↓
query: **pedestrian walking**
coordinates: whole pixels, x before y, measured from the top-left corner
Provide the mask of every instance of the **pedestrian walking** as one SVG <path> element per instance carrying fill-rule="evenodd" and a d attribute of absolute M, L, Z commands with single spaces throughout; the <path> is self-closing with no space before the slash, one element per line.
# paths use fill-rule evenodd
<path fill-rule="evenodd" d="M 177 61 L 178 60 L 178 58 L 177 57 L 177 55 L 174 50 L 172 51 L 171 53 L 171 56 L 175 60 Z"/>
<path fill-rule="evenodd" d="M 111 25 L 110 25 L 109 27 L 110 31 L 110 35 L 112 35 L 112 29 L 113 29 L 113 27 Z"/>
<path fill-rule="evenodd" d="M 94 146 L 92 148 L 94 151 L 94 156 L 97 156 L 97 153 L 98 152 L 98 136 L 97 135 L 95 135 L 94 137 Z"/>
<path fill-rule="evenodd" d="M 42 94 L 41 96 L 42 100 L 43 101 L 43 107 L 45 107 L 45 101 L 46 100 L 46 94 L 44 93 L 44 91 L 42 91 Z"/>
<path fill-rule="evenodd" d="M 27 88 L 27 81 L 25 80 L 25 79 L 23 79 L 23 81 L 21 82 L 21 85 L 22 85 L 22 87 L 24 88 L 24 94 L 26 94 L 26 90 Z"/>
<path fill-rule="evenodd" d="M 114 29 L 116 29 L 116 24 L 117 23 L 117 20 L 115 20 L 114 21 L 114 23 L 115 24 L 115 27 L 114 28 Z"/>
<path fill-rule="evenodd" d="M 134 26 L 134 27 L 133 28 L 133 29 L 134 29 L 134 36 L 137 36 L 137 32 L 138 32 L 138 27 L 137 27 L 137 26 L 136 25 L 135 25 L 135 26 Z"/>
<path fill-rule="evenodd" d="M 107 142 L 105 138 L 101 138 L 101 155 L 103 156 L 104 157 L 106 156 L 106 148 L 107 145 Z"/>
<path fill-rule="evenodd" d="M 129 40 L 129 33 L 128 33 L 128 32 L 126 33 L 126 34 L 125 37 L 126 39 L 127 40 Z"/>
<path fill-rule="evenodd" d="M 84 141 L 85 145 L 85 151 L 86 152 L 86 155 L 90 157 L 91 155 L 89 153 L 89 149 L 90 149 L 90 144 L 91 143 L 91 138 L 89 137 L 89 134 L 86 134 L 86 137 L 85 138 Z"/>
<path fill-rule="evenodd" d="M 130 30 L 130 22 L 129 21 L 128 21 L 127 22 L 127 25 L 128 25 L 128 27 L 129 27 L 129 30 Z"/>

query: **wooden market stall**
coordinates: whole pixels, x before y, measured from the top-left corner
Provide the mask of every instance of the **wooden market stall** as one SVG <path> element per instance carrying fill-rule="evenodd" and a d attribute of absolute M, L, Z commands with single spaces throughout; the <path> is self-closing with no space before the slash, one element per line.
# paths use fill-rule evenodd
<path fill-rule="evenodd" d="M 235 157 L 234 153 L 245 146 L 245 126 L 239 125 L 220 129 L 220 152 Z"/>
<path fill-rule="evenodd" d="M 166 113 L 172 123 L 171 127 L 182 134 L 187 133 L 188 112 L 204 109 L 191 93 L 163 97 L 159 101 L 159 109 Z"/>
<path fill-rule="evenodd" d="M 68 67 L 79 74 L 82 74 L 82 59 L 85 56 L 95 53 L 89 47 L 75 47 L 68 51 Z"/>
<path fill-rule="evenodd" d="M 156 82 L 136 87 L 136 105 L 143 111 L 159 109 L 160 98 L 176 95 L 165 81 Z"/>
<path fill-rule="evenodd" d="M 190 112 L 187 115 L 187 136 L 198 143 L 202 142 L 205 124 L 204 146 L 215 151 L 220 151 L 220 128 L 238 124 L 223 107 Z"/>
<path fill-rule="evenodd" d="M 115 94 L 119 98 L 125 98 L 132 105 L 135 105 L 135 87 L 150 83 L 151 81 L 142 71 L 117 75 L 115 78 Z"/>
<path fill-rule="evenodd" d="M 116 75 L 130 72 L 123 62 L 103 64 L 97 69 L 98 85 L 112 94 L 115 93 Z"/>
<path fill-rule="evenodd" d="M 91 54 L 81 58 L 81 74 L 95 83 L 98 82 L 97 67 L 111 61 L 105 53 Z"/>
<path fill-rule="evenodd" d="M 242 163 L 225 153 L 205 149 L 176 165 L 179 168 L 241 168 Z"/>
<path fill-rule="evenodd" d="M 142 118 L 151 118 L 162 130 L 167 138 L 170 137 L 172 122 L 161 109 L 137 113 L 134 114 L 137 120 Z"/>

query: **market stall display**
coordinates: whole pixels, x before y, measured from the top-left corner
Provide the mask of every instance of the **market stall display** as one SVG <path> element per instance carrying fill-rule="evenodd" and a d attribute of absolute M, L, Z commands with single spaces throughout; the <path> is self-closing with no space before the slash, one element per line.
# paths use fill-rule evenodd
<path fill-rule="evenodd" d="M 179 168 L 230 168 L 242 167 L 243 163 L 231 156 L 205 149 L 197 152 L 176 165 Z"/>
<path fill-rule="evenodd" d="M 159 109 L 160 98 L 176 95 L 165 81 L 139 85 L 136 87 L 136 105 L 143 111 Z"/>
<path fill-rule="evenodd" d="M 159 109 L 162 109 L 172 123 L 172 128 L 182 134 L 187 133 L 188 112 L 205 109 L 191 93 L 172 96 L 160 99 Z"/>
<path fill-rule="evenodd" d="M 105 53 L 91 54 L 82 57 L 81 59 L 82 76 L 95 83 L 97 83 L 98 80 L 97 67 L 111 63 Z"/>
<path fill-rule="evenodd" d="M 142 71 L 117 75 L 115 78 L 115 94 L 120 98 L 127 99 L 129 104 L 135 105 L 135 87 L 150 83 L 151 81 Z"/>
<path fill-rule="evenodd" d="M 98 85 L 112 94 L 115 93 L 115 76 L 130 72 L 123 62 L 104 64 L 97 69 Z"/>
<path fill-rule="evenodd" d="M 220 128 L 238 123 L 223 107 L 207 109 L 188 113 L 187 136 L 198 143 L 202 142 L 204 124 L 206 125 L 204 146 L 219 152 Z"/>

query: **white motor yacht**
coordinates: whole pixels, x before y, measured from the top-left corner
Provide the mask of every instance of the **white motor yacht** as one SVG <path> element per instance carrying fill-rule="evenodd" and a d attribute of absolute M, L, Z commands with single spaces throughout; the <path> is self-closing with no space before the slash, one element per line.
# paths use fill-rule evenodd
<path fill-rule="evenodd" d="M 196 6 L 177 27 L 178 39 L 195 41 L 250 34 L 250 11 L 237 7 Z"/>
↑
__WORK TO COMPLETE__: Write out every line of these records again, replacing "top-left corner" with "upper-left corner" and leaving everything else the same.

__OUTPUT OF THE EXERCISE__:
query: **pedestrian walking**
coordinates: whole pixels, x before y, measured from the upper-left corner
Provide the mask of every instance of the **pedestrian walking** as one SVG <path> element per instance carrying fill-rule="evenodd" and a d attribute of absolute M, L, Z commands with single spaces throughout; the <path> is self-closing with no space before the slash, one element per line.
# paths use fill-rule evenodd
<path fill-rule="evenodd" d="M 177 61 L 178 60 L 178 58 L 177 57 L 177 55 L 174 50 L 172 51 L 171 53 L 171 56 L 175 60 Z"/>
<path fill-rule="evenodd" d="M 111 25 L 110 25 L 109 27 L 110 31 L 110 35 L 112 35 L 112 29 L 113 29 L 113 27 Z"/>
<path fill-rule="evenodd" d="M 94 146 L 92 148 L 94 151 L 94 156 L 97 156 L 97 153 L 98 152 L 98 136 L 97 135 L 95 135 L 94 137 Z"/>
<path fill-rule="evenodd" d="M 42 94 L 41 96 L 42 100 L 43 101 L 43 107 L 45 107 L 45 101 L 46 100 L 46 94 L 44 93 L 44 91 L 42 91 Z"/>
<path fill-rule="evenodd" d="M 27 88 L 27 81 L 25 80 L 25 79 L 23 79 L 23 81 L 21 82 L 21 85 L 22 85 L 22 87 L 24 88 L 24 94 L 26 94 L 26 90 Z"/>
<path fill-rule="evenodd" d="M 114 29 L 116 29 L 116 24 L 117 23 L 117 20 L 115 20 L 114 21 L 114 23 L 115 24 L 115 27 L 114 28 Z"/>
<path fill-rule="evenodd" d="M 134 26 L 134 27 L 133 28 L 133 29 L 134 29 L 134 36 L 137 36 L 137 32 L 138 32 L 138 27 L 137 27 L 137 26 L 136 25 L 135 25 L 135 26 Z"/>
<path fill-rule="evenodd" d="M 107 142 L 105 138 L 101 138 L 101 155 L 103 156 L 104 157 L 106 156 L 106 148 L 107 145 Z"/>
<path fill-rule="evenodd" d="M 129 40 L 129 33 L 128 33 L 128 32 L 126 33 L 126 34 L 125 37 L 126 39 L 127 40 Z"/>
<path fill-rule="evenodd" d="M 84 141 L 85 145 L 85 151 L 86 152 L 86 155 L 90 157 L 91 155 L 89 153 L 89 149 L 90 149 L 90 144 L 91 143 L 91 138 L 89 137 L 89 134 L 86 134 L 86 137 L 85 138 Z"/>
<path fill-rule="evenodd" d="M 130 30 L 130 22 L 129 21 L 128 21 L 127 22 L 127 25 L 128 25 L 128 27 L 129 27 L 129 30 Z"/>

query: **wooden market stall**
coordinates: whole pixels, x before y, measured from the upper-left corner
Provide the mask of every instance of the **wooden market stall** as one SVG <path> element per instance carrying fill-rule="evenodd" and a d attribute of absolute M, L, Z commands with single spaces throughout; the <path> is self-closing with no space before the slash, one element per line.
# paths use fill-rule evenodd
<path fill-rule="evenodd" d="M 235 157 L 234 153 L 245 146 L 245 126 L 239 125 L 220 129 L 220 152 Z"/>
<path fill-rule="evenodd" d="M 166 113 L 172 123 L 171 127 L 182 134 L 187 133 L 188 112 L 204 109 L 191 93 L 163 97 L 159 101 L 159 109 Z"/>
<path fill-rule="evenodd" d="M 68 67 L 79 74 L 82 74 L 82 59 L 85 56 L 95 53 L 89 47 L 75 47 L 68 51 Z"/>
<path fill-rule="evenodd" d="M 156 82 L 136 87 L 136 105 L 143 111 L 159 109 L 160 98 L 176 95 L 165 81 Z"/>
<path fill-rule="evenodd" d="M 190 112 L 187 115 L 187 136 L 198 143 L 202 142 L 205 124 L 204 146 L 215 151 L 220 151 L 220 128 L 238 124 L 223 107 Z"/>
<path fill-rule="evenodd" d="M 115 94 L 119 98 L 125 98 L 132 105 L 135 105 L 135 87 L 150 83 L 151 81 L 142 71 L 117 75 L 115 78 Z"/>
<path fill-rule="evenodd" d="M 116 75 L 130 72 L 123 62 L 103 64 L 97 69 L 98 85 L 112 94 L 115 93 Z"/>
<path fill-rule="evenodd" d="M 91 54 L 81 58 L 81 74 L 95 83 L 98 82 L 97 67 L 111 61 L 105 53 Z"/>
<path fill-rule="evenodd" d="M 242 163 L 225 153 L 205 149 L 176 165 L 179 168 L 241 168 Z"/>
<path fill-rule="evenodd" d="M 142 118 L 151 118 L 162 130 L 167 138 L 170 137 L 172 122 L 161 109 L 137 113 L 134 114 L 137 120 Z"/>

query: **market stall display**
coordinates: whole pixels, x before y, measured from the upper-left corner
Provide the mask of every instance of the **market stall display** as one SVG <path> element per instance carrying fill-rule="evenodd" and a d attribute of absolute M, L, Z commands with single spaces throughout; the <path> is self-closing with no space before the slash, one element per line.
# paths use fill-rule evenodd
<path fill-rule="evenodd" d="M 179 168 L 230 168 L 242 167 L 243 163 L 231 156 L 205 149 L 197 152 L 176 165 Z"/>
<path fill-rule="evenodd" d="M 159 109 L 160 98 L 176 95 L 165 81 L 139 85 L 136 87 L 136 105 L 143 111 Z"/>
<path fill-rule="evenodd" d="M 159 109 L 162 109 L 172 123 L 172 128 L 182 134 L 187 133 L 188 112 L 205 109 L 191 93 L 172 96 L 160 99 Z"/>
<path fill-rule="evenodd" d="M 105 53 L 91 54 L 82 57 L 81 59 L 82 76 L 95 83 L 97 83 L 98 80 L 97 67 L 111 63 Z"/>
<path fill-rule="evenodd" d="M 142 71 L 117 75 L 115 78 L 115 94 L 120 98 L 127 99 L 129 104 L 135 105 L 135 87 L 150 83 L 151 81 Z"/>
<path fill-rule="evenodd" d="M 98 85 L 112 94 L 115 93 L 115 76 L 130 72 L 123 62 L 104 64 L 97 69 Z"/>
<path fill-rule="evenodd" d="M 220 128 L 238 123 L 223 107 L 207 109 L 188 113 L 187 136 L 198 143 L 202 142 L 204 124 L 206 125 L 204 146 L 219 152 Z"/>

query: **white motor yacht**
coordinates: whole pixels, x before y, measured from the upper-left corner
Provide the mask of every instance of the **white motor yacht** as one SVG <path> element per instance carrying fill-rule="evenodd" and a d attribute of absolute M, L, Z commands with single spaces throughout; the <path> is self-closing with no space before the slash, one element per line.
# paths use fill-rule evenodd
<path fill-rule="evenodd" d="M 196 6 L 177 27 L 178 39 L 195 41 L 250 34 L 250 11 L 237 7 Z"/>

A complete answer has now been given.